THE TASK
Reproduce every one of the items below verbatim, leaving out the pictures.

DATA FOR THIS EXERCISE
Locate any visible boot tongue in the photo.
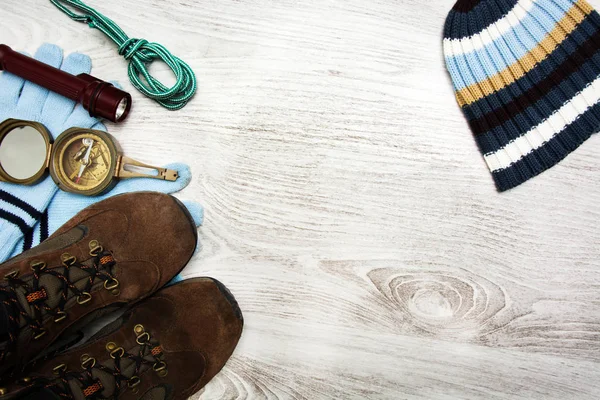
[23,388,61,400]
[0,292,9,344]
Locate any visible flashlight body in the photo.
[0,44,131,122]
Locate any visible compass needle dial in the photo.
[0,118,179,196]
[54,131,114,192]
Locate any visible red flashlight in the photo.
[0,44,131,122]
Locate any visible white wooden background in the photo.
[0,0,600,400]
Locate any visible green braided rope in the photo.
[50,0,197,110]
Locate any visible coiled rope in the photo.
[50,0,197,110]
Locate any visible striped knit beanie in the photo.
[444,0,600,191]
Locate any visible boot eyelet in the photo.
[110,347,125,358]
[81,354,96,369]
[89,240,104,256]
[33,329,46,340]
[104,278,120,290]
[4,270,19,280]
[152,361,167,372]
[52,363,67,375]
[29,260,46,271]
[106,342,125,359]
[54,311,69,324]
[135,332,150,346]
[60,253,77,267]
[77,292,92,305]
[127,375,142,389]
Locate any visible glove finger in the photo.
[183,200,204,227]
[63,104,100,129]
[42,53,92,133]
[17,44,62,121]
[98,163,192,198]
[0,63,25,110]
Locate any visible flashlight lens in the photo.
[115,98,127,121]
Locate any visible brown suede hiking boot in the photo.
[0,278,243,400]
[0,192,197,381]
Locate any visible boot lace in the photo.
[0,240,119,363]
[45,324,168,400]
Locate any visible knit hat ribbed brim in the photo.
[444,0,600,191]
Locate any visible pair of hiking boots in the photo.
[0,192,243,400]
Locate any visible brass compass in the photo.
[0,119,177,196]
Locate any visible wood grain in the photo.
[0,0,600,400]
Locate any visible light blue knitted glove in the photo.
[0,45,106,261]
[0,44,202,268]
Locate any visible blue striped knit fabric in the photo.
[444,0,600,191]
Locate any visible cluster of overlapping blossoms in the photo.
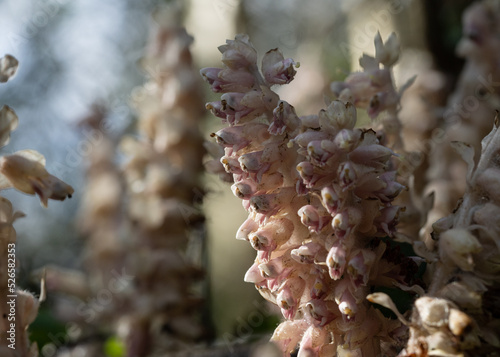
[201,35,418,356]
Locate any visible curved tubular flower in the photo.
[201,35,413,356]
[0,55,73,357]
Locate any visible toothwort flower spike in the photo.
[201,35,414,356]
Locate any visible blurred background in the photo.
[0,0,471,354]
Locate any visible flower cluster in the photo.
[201,35,418,356]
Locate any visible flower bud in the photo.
[321,186,340,215]
[297,205,330,232]
[261,48,298,85]
[326,244,346,280]
[269,100,300,135]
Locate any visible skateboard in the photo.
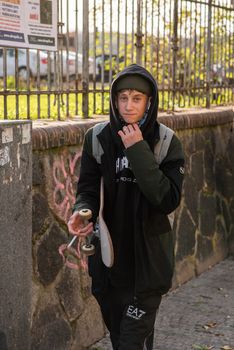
[59,178,114,269]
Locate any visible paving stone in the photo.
[90,258,234,350]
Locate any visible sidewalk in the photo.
[92,258,234,350]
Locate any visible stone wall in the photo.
[31,108,234,350]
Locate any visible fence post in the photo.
[135,0,143,65]
[206,0,212,108]
[0,120,32,350]
[82,0,89,118]
[172,0,178,110]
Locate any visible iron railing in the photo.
[0,0,234,119]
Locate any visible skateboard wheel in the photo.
[79,209,92,220]
[81,244,95,256]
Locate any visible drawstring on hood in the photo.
[110,64,159,149]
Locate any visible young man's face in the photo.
[116,90,149,124]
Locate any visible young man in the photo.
[68,64,184,350]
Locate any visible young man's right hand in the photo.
[67,211,93,237]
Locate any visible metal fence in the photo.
[0,0,234,119]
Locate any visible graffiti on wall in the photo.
[52,152,81,222]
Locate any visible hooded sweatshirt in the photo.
[75,64,184,296]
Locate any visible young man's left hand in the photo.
[118,123,143,148]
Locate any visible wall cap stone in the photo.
[32,106,234,151]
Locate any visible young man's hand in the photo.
[118,123,143,148]
[67,211,93,237]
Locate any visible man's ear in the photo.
[147,97,152,111]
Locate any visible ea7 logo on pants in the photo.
[126,305,146,320]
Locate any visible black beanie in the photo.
[115,74,152,96]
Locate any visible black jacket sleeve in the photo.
[73,131,101,222]
[125,135,184,214]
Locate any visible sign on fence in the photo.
[0,0,57,51]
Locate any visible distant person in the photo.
[68,64,184,350]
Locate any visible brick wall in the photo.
[31,108,234,350]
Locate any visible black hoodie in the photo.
[75,64,184,297]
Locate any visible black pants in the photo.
[95,286,161,350]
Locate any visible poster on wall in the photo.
[0,0,57,51]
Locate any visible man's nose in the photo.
[126,99,132,110]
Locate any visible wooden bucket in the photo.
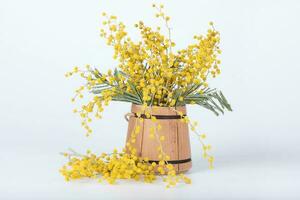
[126,104,192,172]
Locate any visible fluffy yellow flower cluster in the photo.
[66,4,231,135]
[61,4,231,187]
[60,149,191,188]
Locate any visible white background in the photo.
[0,0,300,200]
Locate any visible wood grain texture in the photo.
[127,105,192,172]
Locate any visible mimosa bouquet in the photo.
[61,4,231,187]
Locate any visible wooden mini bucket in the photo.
[126,104,192,172]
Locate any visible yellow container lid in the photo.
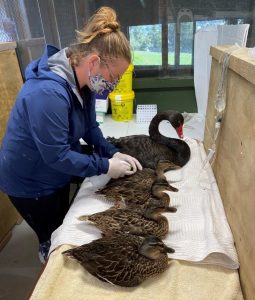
[109,90,135,101]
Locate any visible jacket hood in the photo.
[25,45,83,105]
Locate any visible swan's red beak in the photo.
[176,125,183,139]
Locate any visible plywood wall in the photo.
[0,43,23,243]
[0,43,23,144]
[204,47,255,299]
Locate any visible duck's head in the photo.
[166,110,184,139]
[139,235,175,260]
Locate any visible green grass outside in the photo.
[133,51,192,66]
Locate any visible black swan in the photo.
[96,160,180,208]
[107,110,190,169]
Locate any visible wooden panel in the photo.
[204,48,255,299]
[0,44,23,144]
[0,43,23,242]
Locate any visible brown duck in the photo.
[96,161,179,207]
[107,110,190,169]
[63,233,174,287]
[79,199,177,239]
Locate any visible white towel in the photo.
[50,139,239,269]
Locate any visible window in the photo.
[0,0,255,77]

OUTPUT FOR THIS TASK
Locate any visible boot tongue in the photo.
[23,388,61,400]
[0,292,9,344]
Locate any visible flashlight body in the photo.
[0,44,131,122]
Locate any visible compass needle dial in the photo.
[0,118,179,196]
[54,131,114,192]
Locate any visible red flashlight in the photo.
[0,44,131,122]
Locate any visible white wooden background in the photo.
[0,0,600,400]
Locate any visible green braided rope in the photo.
[50,0,197,110]
Locate any visible coiled rope in the photo.
[50,0,197,110]
Locate any visible striped knit beanie in the photo.
[444,0,600,191]
Locate any visible boot eyelet in the photo.
[110,347,125,358]
[81,354,96,369]
[89,240,104,256]
[33,329,46,340]
[104,278,120,290]
[4,270,19,280]
[152,361,167,372]
[52,363,67,375]
[29,260,46,271]
[106,342,125,359]
[54,311,69,324]
[135,332,150,346]
[60,253,77,267]
[77,292,92,305]
[127,375,142,389]
Locate any visible glove finger in the photo.
[183,200,204,227]
[63,104,100,129]
[42,53,92,133]
[17,44,62,121]
[98,163,192,198]
[0,63,25,110]
Locate any visible flashlight lens in the photo.
[115,98,127,121]
Locate any visible brown suede hiking boot in the photo.
[0,278,243,400]
[0,192,197,381]
Locate any visible boot lace in the photo.
[0,240,119,363]
[45,324,168,400]
Locate any visible knit hat ribbed brim in the photo.
[444,0,600,191]
Locate any visible pair of hiking boots in the photo.
[0,192,243,400]
Locate any visible brass compass in the photo.
[0,119,177,196]
Locate any visible wood grain in the photo.
[0,0,600,400]
Locate any visible light blue knitted glove in the photo.
[0,45,106,261]
[0,44,202,268]
Locate any visible blue striped knit fabric in the photo.
[444,0,600,191]
Locate any visible cluster of overlapping blossoms in the photo.
[201,35,418,356]
Locate any visible curved tubular flower in the photo.
[201,35,413,356]
[0,55,73,357]
Locate any visible toothwort flower spike in the photo.
[201,35,414,356]
Locate any visible blurred background in the photo.
[0,0,471,354]
Locate any visible flower cluster in the photo.
[201,35,418,356]
Locate any visible flower bud in the photo.
[321,186,340,215]
[297,205,330,232]
[261,48,298,85]
[326,244,346,280]
[269,100,300,135]
Locate any visible skateboard in the photo.
[59,178,114,269]
Locate any visible paving stone in the photo.
[90,258,234,350]
Locate any visible sidewalk in the photo.
[92,258,234,350]
Locate any visible stone wall in the photo.
[31,108,234,350]
Locate any visible fence post in the photo.
[135,0,143,65]
[206,0,212,108]
[0,120,32,350]
[82,0,89,118]
[172,0,178,110]
Locate any visible iron railing in the photo.
[0,0,234,119]
Locate any visible skateboard wheel in the photo.
[79,209,92,220]
[81,244,95,256]
Locate any visible drawstring on hood in the photo.
[110,64,159,149]
Locate any visible young man's face in the photo.
[116,90,149,124]
Locate any visible young man in the photo.
[68,64,184,350]
Locate any visible young man's right hand in the photo.
[67,211,93,237]
Locate any visible metal fence in the photo.
[0,0,234,119]
Locate any visible graffiti on wall in the photo.
[52,152,81,222]
Locate any visible hooded sweatshirt in the photo.
[75,64,184,296]
Locate any visible young man's left hand in the photo.
[118,123,143,148]
Locate any visible wall cap stone in the photo.
[32,106,234,151]
Locate any visible young man's hand in the photo.
[118,123,143,148]
[67,211,93,237]
Locate any visible man's ear in the photo.
[147,97,152,111]
Locate any visible ea7 logo on pants in the photo.
[126,305,146,320]
Locate any visible black beanie in the photo.
[115,74,152,96]
Locate any visible black jacket sleeve in the photo.
[73,131,101,222]
[125,135,184,214]
Locate any visible sign on fence in the photo.
[0,0,57,51]
Locate any visible distant person in the photo.
[68,64,184,350]
Locate any visible brick wall in the photo.
[31,108,234,350]
Locate any visible black hoodie in the photo.
[75,64,184,297]
Locate any visible black pants in the photo.
[95,286,161,350]
Locate any visible poster on wall in the photo.
[0,0,57,51]
Locate any visible man's nose in the photo.
[126,99,132,110]
Locate any visible wooden bucket in the photo.
[126,104,192,172]
Locate any visible fluffy yellow flower cluster in the photo.
[66,4,231,135]
[61,4,231,187]
[60,149,191,188]
Locate any visible white background in the photo.
[0,0,300,200]
Locate any visible wood grain texture in the photo.
[127,105,192,172]
Locate any visible mimosa bouquet in the photo.
[61,4,231,187]
Locate any visible wooden mini bucket in the photo.
[126,104,192,172]
Locate any visible yellow container lid in the photo.
[109,90,135,101]
Locate any visible jacket hood in the photo.
[25,45,83,105]
Locate any visible swan's red beak in the photo.
[176,125,183,139]
Locate any visible plywood wall in the photo.
[0,43,23,243]
[0,43,23,144]
[204,47,255,299]
Locate any visible duck's head in the photo.
[166,110,184,139]
[139,235,175,260]
Locate any visible green grass outside in the photo.
[133,51,192,66]
Locate any visible black swan in the photo.
[96,160,180,208]
[107,110,190,169]
Locate any visible wooden panel in the photo.
[204,48,255,299]
[0,44,23,144]
[0,43,23,242]
Locate any visible brown duck in the photo.
[96,161,179,207]
[107,110,190,169]
[63,233,174,287]
[79,199,177,239]
Locate any visible white towel in the photo.
[50,139,239,269]
Locate any visible window in the photo.
[0,0,255,77]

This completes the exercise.